Copy every record below, exactly as written.

::::

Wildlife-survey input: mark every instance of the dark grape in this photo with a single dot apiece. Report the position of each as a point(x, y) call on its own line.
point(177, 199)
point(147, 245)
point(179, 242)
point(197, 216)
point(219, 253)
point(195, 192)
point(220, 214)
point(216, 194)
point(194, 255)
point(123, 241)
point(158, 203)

::::

= EXPECTED ANSWER =
Wildlife-survey input: mark every instance of the dark grape in this photo with a single dot apiece. Report the position of each as a point(x, y) call on its own line.
point(177, 199)
point(147, 245)
point(179, 242)
point(197, 216)
point(219, 253)
point(195, 192)
point(220, 214)
point(216, 194)
point(194, 255)
point(123, 241)
point(158, 203)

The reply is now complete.